** BEGIN **

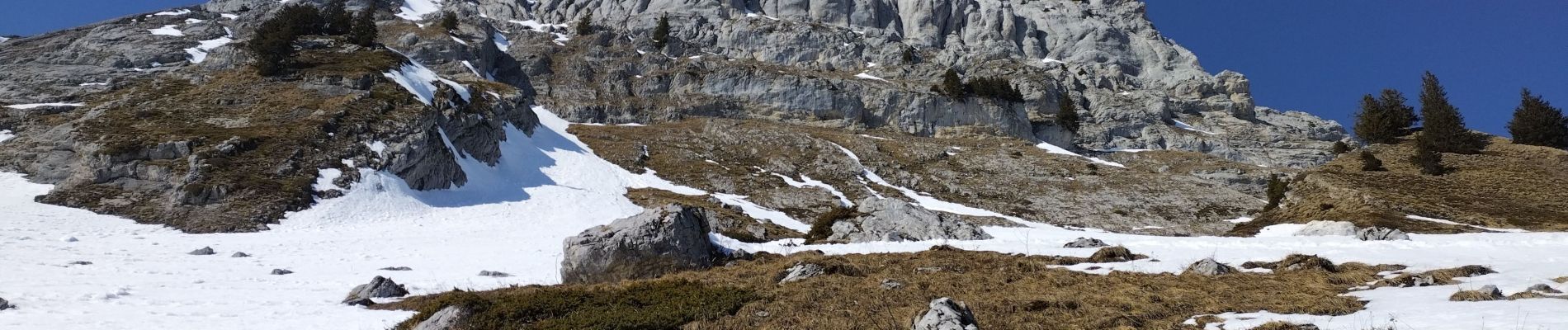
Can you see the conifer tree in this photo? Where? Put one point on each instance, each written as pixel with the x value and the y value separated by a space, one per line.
pixel 364 30
pixel 662 31
pixel 1339 148
pixel 1427 158
pixel 338 17
pixel 1066 113
pixel 1374 124
pixel 585 24
pixel 1371 162
pixel 1275 193
pixel 1536 122
pixel 1443 127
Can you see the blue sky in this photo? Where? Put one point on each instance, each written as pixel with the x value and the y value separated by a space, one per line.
pixel 1316 57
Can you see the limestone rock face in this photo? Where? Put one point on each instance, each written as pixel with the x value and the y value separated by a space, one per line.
pixel 649 244
pixel 893 219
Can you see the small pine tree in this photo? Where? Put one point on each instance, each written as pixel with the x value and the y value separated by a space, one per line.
pixel 1275 193
pixel 1371 162
pixel 1536 122
pixel 1372 122
pixel 1427 158
pixel 364 29
pixel 952 87
pixel 1066 113
pixel 1443 127
pixel 662 31
pixel 585 24
pixel 449 21
pixel 338 17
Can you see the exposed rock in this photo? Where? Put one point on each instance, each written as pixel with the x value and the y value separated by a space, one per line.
pixel 1327 229
pixel 649 244
pixel 1085 243
pixel 378 286
pixel 493 274
pixel 893 219
pixel 946 314
pixel 447 318
pixel 1209 266
pixel 801 271
pixel 1379 233
pixel 1543 288
pixel 204 251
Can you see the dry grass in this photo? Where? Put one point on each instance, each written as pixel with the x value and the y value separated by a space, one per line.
pixel 1507 186
pixel 1005 291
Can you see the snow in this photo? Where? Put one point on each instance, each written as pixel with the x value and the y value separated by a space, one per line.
pixel 501 41
pixel 416 10
pixel 421 82
pixel 869 77
pixel 41 105
pixel 1059 150
pixel 1449 223
pixel 1189 127
pixel 167 30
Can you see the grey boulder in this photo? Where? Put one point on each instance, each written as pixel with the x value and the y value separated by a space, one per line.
pixel 658 241
pixel 893 219
pixel 946 314
pixel 1082 243
pixel 378 286
pixel 1379 233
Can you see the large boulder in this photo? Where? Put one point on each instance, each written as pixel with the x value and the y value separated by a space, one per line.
pixel 1327 229
pixel 378 286
pixel 946 314
pixel 658 241
pixel 893 219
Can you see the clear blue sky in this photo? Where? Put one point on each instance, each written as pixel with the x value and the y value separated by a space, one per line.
pixel 1316 57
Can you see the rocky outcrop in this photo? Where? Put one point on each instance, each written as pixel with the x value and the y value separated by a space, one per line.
pixel 378 286
pixel 944 314
pixel 649 244
pixel 893 219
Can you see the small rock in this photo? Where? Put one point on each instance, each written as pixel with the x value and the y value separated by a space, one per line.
pixel 378 286
pixel 1084 243
pixel 890 284
pixel 1543 288
pixel 946 314
pixel 1209 266
pixel 803 271
pixel 1379 233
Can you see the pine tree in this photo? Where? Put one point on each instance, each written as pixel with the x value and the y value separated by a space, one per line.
pixel 1536 122
pixel 338 17
pixel 1374 124
pixel 951 87
pixel 1400 115
pixel 662 31
pixel 364 30
pixel 1443 127
pixel 1371 162
pixel 585 24
pixel 1066 113
pixel 449 21
pixel 1427 158
pixel 1275 193
pixel 1339 148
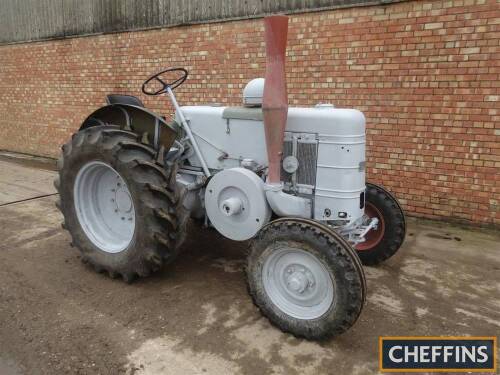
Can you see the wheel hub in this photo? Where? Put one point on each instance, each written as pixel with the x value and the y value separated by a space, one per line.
pixel 297 282
pixel 104 207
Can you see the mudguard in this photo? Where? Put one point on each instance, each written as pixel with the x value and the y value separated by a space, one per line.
pixel 153 129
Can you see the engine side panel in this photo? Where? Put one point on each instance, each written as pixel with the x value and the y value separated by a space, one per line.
pixel 339 134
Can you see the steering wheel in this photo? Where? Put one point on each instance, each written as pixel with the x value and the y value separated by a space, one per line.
pixel 165 85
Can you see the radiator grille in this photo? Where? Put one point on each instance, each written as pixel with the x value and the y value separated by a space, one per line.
pixel 306 153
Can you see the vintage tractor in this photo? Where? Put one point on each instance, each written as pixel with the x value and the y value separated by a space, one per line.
pixel 289 180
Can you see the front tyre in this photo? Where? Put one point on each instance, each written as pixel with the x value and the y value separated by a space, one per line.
pixel 120 206
pixel 384 241
pixel 305 278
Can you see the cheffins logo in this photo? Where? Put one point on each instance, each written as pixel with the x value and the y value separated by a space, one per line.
pixel 437 354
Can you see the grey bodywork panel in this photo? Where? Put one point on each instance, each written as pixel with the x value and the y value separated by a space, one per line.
pixel 153 129
pixel 243 113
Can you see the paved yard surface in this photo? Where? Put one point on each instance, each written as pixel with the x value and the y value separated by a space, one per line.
pixel 58 316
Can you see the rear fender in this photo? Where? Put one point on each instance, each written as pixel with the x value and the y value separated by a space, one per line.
pixel 152 128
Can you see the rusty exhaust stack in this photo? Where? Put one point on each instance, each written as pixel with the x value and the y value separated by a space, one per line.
pixel 275 100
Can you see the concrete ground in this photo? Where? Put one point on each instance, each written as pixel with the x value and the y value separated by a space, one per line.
pixel 58 316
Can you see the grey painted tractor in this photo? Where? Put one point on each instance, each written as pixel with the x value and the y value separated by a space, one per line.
pixel 291 181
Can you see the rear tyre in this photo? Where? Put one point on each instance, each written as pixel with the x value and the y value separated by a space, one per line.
pixel 385 241
pixel 122 208
pixel 305 278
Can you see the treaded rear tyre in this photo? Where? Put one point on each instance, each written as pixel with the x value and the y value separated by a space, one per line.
pixel 393 226
pixel 160 220
pixel 337 257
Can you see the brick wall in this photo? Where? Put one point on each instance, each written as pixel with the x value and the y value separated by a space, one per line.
pixel 425 73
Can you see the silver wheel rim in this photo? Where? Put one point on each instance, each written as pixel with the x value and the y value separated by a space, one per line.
pixel 104 207
pixel 297 282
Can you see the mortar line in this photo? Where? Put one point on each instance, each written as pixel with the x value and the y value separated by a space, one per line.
pixel 28 199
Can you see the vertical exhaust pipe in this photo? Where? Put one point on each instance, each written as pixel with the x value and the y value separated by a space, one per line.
pixel 275 99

** END **

STATED EXERCISE | Reproduce all of the material above, swapping every occurrence of "Put one point on each instance" for "Mark each instance with a single point" and leaving everything else unchanged. Omit the pictures from your answer.

ANSWER TO THIS EXERCISE |
Can you see the conifer tree in this photo? Where? Mark each instance with a single point, each written as pixel with the x value and the y value separated by a space, one per line.
pixel 364 30
pixel 662 31
pixel 1339 148
pixel 1427 158
pixel 338 17
pixel 1066 113
pixel 1374 124
pixel 585 24
pixel 1371 162
pixel 1275 193
pixel 1536 122
pixel 1443 127
Can you see the blue sky in this photo? Where? Mark each instance with a single point, each written as pixel with the x value and the y value separated by a space, one per line.
pixel 1316 57
Can you see the limestone rock face in this photo? Where? Mark each instance with a single point, each written as pixel with the x value and the y value separated by a space, one per line.
pixel 649 244
pixel 893 219
Can you see the small pine tree in this photo? Where? Mark each instance with a single point, each written as pixel with the x value and the y value separated by a space, one per line.
pixel 1275 193
pixel 1371 162
pixel 1536 122
pixel 1372 122
pixel 1427 158
pixel 364 29
pixel 952 87
pixel 1066 113
pixel 1443 127
pixel 662 31
pixel 585 24
pixel 449 21
pixel 338 17
Can you see the exposed rock in this photo? Where? Mark each instance with a single point, each written as pixel with the x value and the y value separated by a space, one per line.
pixel 1327 229
pixel 649 244
pixel 1085 243
pixel 378 286
pixel 493 274
pixel 893 219
pixel 946 314
pixel 447 318
pixel 1209 266
pixel 801 271
pixel 1379 233
pixel 1543 288
pixel 204 251
Can you see the dry grass in this photo? Where? Mark each instance with a single point, each written as pixel with the x value and the y value separated by a space, one per line.
pixel 1507 186
pixel 1005 291
Can you see the snow in this photo? Where? Mark each instance with a single point, each written as pixel with the x value and the y value separated by a space, one per line.
pixel 501 41
pixel 416 10
pixel 421 82
pixel 869 77
pixel 41 105
pixel 1059 150
pixel 1449 223
pixel 1189 127
pixel 167 30
Can you see the grey boulder in this photo? Where? Mark each instance with a single point, each written as pixel with the x value and the y value separated by a space, one per line.
pixel 658 241
pixel 893 219
pixel 946 314
pixel 1082 243
pixel 378 286
pixel 1379 233
Can you see the large boulder in this photo? Where? Mark each instance with a single point, each written as pixel with the x value and the y value separated by a space, one per line.
pixel 1327 229
pixel 378 286
pixel 946 314
pixel 658 241
pixel 893 219
Can you see the clear blue sky in this photo? Where? Mark each instance with a single point, each written as pixel with the x value and the y value separated by a space, one per line.
pixel 1316 57
Can you see the rocky outcrop in this photo? Where? Mark each instance with a single point, each written as pixel with the x value and the y value separated by a space, one per line.
pixel 378 286
pixel 944 314
pixel 649 244
pixel 893 219
Can you see the small rock in this photo? Where? Mark each instance with a single point, each written as pixel with the x value and the y value separated by a space, one per line.
pixel 378 286
pixel 1084 243
pixel 890 284
pixel 1543 288
pixel 946 314
pixel 1209 266
pixel 803 271
pixel 1379 233
Can you see the pine tree in this photo? Where? Mark each instance with a single point, each written as pixel with the x value and the y value separated by a space, one per line.
pixel 1536 122
pixel 338 17
pixel 1374 124
pixel 951 87
pixel 1400 115
pixel 662 31
pixel 364 30
pixel 1443 127
pixel 1371 162
pixel 585 24
pixel 1066 113
pixel 449 21
pixel 1427 158
pixel 1275 193
pixel 1339 148
Can you see the wheel hub in this photo? Where? Mark each instance with a single point, each written as pixel with the x value and the y value separated by a space, one per line.
pixel 297 282
pixel 104 207
Can you see the mudguard in this photo? Where? Mark each instance with a single point, each written as pixel with the x value and the y value separated by a space, one per line.
pixel 153 129
Can you see the engine side panel in this photo? Where? Mark each instance with a single point, each written as pixel with the x value and the y value separated by a space, one per line.
pixel 339 134
Can you see the steering wheel in this photo? Where? Mark each instance with a single point, each written as pixel with the x value and the y value separated by a space, one per line.
pixel 165 85
Can you see the radiator grille in this photo? Where? Mark each instance with a single point, each written as pixel with the x value and the y value separated by a space, one per line.
pixel 306 153
Can you see the vintage tractor in this photo? Where? Mark each instance with a single point, each written as pixel with the x value and the y value separated by a space, one per line.
pixel 289 180
Can you see the front tyre in this photo? Where? Mark each instance with a single point, each written as pixel with the x value and the y value separated by a space, one per line.
pixel 120 206
pixel 384 241
pixel 305 278
Can you see the cheffins logo in this photo? Where? Mark each instance with a single point, each written as pixel with the x value and the y value separated by a space, one per line.
pixel 437 354
Can you see the grey bodywork panel in this photo? Where? Mark each instance with a single point, each written as pixel with the x value and the y value separated by a space, one per line.
pixel 153 129
pixel 243 113
Can you see the paved yard surface in this photo? Where? Mark each instance with a single point, each written as pixel with the x value and the y value separated by a space, one per line.
pixel 58 316
Can you see the rear fender in this photo? Where? Mark each instance with a single point, each written as pixel with the x value and the y value separated by a space, one per line.
pixel 152 128
Can you see the rusty exhaust stack in this photo? Where? Mark each instance with a single point, each written as pixel with the x value and the y value separated by a space, one per line.
pixel 275 100
Can you see the concrete ground in this photo? Where? Mark each instance with a single point, each written as pixel with the x value and the y value separated by a space, one per line.
pixel 58 316
Can you see the grey painted tractor in this photo? Where? Mark each instance with a single point, each written as pixel with the x value and the y value separated by a space, one per line.
pixel 291 181
Can you see the rear tyre in this photo? Where? Mark each instance with a single point, each written as pixel with the x value and the y value separated by a space, one per line.
pixel 385 241
pixel 122 208
pixel 305 278
Can you see the treaded rear tyre in this photo? Where? Mark each instance with a single point, each written as pixel with the x value and the y value separated by a space, one per line.
pixel 393 226
pixel 160 220
pixel 337 257
Can you see the brick wall in this photo? Where? Mark each instance with a single point, each written as pixel with the x value and the y value separated by a space, one per line.
pixel 425 73
Can you see the silver wheel rim in this photo? Where? Mark each instance with a single point, each written as pixel with the x value and the y value separated by a space, one per line.
pixel 104 207
pixel 297 282
Can you see the mortar line in this photo? Where? Mark each instance with a single point, each written as pixel with the x value and the y value separated by a space, one per line.
pixel 28 199
Can you see the vertical exhaust pipe in this photo? Where? Mark each instance with a single point, each written as pixel with the x value and the y value separated by a space, one per line.
pixel 275 99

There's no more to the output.